§ **Given request**
Reproduce the part of the excerpt between "Wildly flailing his" and "would take him.", inclusive.

§ **Excerpt**
──────

Wildly flailing his arms more frantically now, he began overturning chairs and tables in the room. Yellow eyes widened in disbelief as he hunched his back Neanderthal-like in search of that fire; that flame to heat the cooker that would launch his mind, body, and soul beyond the confines of reality. "I got to find a match," he whispered, half screaming. "If I don't find that match, I'm gonna kill somebody!"
Finally, the match. Now the pipe and that little white ball of crack. Now he would take leave of his five senses. Now he would take refuge in that white ghost; the white witch that promised to be the answer to his deepest yearnings. Now he would do the solemn death dance and prepare himself to go as high and as far as the junk would take him.
The hostage crisis is not where terrorists, brandishing semi-automatic weapons, heap scorn and scourge upon the innocent by taking them captive. The hostage crisis is not where planes are skyjacked and trains derailed by perpetrators of the sabotage, making prisoners of the undeserving. It is not a crisis of oil, guns, bread or butter. It is not the public theater of disgrace, shame, and humiliation brought about by political insurrectionists and dissidents desiring to vault center stage to air their grievances. No, the hostage crisis I'm referring to today is none of these things.

──────

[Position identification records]
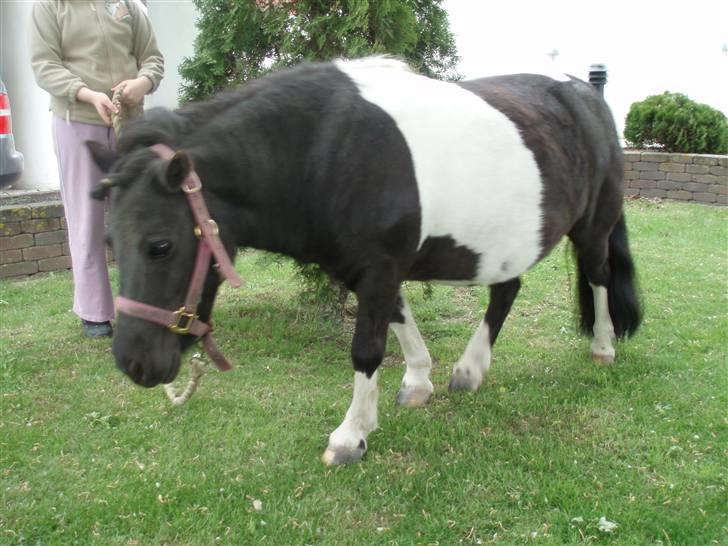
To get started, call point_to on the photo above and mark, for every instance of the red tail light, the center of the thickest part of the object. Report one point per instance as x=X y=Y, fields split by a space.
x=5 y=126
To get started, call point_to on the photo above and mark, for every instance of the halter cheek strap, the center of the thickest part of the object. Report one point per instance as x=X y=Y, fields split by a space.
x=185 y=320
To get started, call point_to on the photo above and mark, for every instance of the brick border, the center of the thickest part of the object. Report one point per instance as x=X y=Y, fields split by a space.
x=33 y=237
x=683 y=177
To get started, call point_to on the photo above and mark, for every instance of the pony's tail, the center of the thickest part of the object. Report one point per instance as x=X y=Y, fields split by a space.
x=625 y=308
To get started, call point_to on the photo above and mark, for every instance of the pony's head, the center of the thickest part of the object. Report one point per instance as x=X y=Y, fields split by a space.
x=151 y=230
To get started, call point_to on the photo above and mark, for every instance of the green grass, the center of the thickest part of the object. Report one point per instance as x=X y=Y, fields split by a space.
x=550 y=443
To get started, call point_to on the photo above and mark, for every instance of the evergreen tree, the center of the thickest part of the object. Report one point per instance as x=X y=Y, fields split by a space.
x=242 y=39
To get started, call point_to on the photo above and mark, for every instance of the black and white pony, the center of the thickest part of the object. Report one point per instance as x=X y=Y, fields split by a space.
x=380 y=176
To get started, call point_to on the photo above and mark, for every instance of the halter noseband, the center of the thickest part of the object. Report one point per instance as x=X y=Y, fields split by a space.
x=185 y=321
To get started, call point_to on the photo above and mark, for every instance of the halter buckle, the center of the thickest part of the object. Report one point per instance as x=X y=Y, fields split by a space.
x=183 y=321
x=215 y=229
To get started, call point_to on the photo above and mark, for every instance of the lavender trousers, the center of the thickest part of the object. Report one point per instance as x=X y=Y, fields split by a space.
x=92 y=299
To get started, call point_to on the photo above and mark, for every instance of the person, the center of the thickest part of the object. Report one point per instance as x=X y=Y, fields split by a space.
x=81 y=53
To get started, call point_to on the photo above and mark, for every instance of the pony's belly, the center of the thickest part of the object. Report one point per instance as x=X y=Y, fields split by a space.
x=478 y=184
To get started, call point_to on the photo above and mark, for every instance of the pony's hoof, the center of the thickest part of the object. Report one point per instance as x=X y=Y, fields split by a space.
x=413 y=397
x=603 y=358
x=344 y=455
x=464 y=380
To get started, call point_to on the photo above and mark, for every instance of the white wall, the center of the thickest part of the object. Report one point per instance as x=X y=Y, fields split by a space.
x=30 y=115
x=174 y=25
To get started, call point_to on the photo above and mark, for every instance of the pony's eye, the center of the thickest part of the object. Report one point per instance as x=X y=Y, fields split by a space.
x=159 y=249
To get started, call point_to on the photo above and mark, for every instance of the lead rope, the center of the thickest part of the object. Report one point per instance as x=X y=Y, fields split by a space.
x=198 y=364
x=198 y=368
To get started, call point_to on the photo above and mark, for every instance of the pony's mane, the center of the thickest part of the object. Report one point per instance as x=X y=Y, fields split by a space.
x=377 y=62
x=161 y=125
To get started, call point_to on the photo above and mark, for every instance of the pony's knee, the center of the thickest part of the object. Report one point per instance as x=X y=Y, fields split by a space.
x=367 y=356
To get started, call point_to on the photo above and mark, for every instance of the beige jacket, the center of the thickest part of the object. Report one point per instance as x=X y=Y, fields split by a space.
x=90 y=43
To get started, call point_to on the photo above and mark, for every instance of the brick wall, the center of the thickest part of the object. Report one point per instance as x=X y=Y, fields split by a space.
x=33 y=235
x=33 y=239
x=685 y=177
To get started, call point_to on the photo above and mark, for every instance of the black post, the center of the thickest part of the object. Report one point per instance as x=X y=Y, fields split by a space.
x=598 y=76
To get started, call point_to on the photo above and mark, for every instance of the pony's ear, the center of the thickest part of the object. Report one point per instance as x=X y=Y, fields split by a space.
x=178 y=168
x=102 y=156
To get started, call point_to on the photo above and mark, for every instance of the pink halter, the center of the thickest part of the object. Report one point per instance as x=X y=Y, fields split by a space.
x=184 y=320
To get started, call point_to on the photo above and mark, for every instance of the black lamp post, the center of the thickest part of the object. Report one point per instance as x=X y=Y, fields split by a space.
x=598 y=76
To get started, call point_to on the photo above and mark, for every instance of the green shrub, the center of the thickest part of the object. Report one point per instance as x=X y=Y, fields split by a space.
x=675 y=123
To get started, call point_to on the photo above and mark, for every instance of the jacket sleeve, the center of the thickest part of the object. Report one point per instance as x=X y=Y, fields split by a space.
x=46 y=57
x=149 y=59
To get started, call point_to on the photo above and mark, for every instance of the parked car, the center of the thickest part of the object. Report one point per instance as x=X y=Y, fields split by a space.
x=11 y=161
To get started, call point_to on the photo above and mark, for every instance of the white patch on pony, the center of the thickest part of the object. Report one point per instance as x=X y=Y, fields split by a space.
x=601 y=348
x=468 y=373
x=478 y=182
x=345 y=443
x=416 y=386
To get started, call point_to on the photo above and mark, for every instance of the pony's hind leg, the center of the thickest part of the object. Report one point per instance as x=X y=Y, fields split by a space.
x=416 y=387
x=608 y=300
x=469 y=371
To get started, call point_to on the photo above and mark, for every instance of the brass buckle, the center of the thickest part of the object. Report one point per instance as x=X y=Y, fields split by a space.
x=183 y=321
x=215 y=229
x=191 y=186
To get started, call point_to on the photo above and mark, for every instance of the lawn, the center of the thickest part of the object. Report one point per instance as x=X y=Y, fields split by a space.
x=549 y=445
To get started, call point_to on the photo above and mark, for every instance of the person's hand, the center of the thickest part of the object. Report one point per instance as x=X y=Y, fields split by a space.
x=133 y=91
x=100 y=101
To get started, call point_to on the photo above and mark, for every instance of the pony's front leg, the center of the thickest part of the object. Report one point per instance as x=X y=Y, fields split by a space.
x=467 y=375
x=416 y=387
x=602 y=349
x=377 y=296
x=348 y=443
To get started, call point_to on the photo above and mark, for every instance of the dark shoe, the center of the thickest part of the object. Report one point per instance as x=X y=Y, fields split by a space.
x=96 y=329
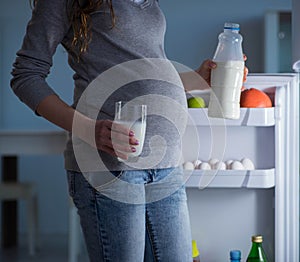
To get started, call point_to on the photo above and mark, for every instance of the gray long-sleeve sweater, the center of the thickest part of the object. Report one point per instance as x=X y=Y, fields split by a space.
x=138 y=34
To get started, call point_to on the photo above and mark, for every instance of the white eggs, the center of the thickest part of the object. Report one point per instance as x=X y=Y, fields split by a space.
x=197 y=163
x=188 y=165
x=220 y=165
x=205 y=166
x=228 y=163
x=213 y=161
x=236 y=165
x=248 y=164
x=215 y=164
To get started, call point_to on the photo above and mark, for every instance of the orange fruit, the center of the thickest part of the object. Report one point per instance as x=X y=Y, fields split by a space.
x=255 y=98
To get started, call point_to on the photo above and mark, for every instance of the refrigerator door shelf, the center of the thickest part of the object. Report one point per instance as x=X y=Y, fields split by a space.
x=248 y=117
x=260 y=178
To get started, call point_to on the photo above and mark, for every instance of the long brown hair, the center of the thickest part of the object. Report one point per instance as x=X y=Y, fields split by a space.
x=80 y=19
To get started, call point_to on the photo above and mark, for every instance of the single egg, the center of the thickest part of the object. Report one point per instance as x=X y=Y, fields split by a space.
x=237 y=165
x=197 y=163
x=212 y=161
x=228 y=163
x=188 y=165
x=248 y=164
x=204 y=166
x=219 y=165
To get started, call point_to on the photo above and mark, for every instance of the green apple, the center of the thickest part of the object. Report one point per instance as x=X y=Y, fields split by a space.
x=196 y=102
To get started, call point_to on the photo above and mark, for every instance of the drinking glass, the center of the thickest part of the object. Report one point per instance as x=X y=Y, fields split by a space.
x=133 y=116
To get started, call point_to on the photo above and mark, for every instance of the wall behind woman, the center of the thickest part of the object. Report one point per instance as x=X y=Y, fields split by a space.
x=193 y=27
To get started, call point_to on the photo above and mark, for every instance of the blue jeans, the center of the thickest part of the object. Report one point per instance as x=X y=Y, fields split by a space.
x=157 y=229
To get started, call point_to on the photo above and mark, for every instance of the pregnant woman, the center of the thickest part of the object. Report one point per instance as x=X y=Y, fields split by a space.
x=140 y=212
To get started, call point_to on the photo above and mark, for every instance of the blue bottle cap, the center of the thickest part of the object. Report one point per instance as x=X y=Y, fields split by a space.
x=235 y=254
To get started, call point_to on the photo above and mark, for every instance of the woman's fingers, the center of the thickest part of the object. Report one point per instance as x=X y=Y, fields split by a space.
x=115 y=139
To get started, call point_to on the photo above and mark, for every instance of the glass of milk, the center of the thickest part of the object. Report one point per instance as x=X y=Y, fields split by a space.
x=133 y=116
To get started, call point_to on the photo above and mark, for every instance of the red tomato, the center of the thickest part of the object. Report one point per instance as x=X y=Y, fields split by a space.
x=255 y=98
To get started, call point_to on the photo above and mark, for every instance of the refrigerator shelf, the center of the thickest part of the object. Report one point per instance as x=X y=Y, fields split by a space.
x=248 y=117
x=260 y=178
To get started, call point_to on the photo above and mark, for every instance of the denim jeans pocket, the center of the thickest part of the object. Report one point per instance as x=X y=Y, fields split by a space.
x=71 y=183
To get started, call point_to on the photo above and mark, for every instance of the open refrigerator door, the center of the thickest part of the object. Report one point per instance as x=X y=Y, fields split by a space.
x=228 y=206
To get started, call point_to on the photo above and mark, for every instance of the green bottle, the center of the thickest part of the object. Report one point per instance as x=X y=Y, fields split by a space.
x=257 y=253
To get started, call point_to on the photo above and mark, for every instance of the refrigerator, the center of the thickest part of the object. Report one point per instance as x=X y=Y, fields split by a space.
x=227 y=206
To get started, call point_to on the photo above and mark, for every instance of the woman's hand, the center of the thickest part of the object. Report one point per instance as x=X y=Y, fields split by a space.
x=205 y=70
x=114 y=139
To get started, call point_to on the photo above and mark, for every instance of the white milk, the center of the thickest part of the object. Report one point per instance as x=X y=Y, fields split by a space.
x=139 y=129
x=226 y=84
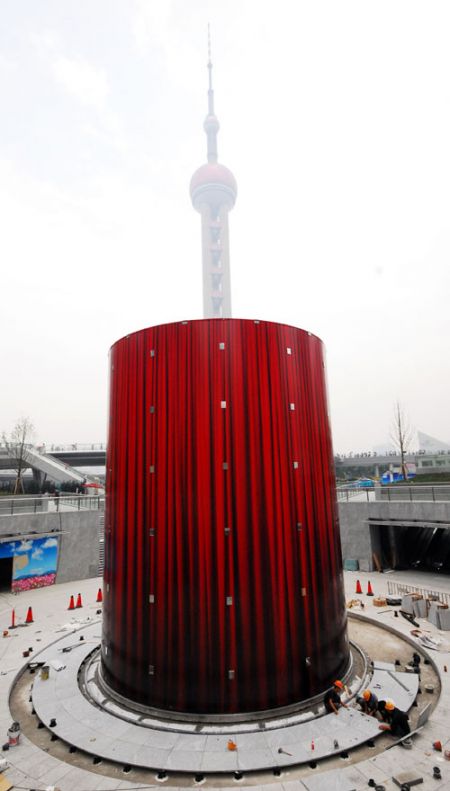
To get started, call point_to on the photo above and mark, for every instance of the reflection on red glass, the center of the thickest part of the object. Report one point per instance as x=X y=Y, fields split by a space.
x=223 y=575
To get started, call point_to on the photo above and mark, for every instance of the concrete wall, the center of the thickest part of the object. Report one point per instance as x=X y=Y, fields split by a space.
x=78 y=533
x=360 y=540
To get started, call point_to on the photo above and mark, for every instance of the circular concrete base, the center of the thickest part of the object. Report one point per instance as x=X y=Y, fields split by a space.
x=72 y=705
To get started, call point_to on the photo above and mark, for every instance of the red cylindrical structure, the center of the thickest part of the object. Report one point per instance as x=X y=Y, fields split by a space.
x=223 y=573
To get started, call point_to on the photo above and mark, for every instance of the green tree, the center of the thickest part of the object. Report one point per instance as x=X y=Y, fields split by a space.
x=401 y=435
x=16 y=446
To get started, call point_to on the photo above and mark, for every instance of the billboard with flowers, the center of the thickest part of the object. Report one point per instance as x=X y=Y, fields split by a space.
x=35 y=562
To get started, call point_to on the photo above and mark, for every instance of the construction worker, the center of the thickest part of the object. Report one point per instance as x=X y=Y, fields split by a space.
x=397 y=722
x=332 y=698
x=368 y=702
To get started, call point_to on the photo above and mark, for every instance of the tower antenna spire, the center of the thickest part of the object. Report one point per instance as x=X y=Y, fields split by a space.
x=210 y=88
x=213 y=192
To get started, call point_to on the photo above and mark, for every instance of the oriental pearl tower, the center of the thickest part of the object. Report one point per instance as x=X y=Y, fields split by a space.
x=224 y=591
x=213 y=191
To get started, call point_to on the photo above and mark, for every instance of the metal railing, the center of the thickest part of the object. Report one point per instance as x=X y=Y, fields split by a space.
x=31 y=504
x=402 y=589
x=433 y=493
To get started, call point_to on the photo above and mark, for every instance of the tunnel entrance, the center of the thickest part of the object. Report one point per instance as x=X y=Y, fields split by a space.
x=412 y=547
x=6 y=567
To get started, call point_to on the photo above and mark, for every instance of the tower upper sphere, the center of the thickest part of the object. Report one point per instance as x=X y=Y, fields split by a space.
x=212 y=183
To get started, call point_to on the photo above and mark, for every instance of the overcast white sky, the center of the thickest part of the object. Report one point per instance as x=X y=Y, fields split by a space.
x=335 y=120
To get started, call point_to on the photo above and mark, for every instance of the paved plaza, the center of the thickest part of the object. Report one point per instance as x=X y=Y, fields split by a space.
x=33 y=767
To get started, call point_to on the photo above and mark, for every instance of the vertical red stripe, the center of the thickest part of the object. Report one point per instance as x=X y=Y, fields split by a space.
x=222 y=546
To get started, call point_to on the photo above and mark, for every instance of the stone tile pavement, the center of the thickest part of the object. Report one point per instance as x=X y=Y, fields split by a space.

──────

§ **Reply**
Wildly flailing his arms more frantically now, he began overturning chairs and tables in the room. Yellow eyes widened in disbelief as he hunched his back Neanderthal-like in search of that fire; that flame to heat the cooker that would launch his mind, body, and soul beyond the confines of reality. "I got to find a match," he whispered, half screaming. "If I don't find that match, I'm gonna kill somebody!"
Finally, the match. Now the pipe and that little white ball of crack. Now he would take leave of his five senses. Now he would take refuge in that white ghost; the white witch that promised to be the answer to his deepest yearnings. Now he would do the solemn death dance and prepare himself to go as high and as far as the junk would take him.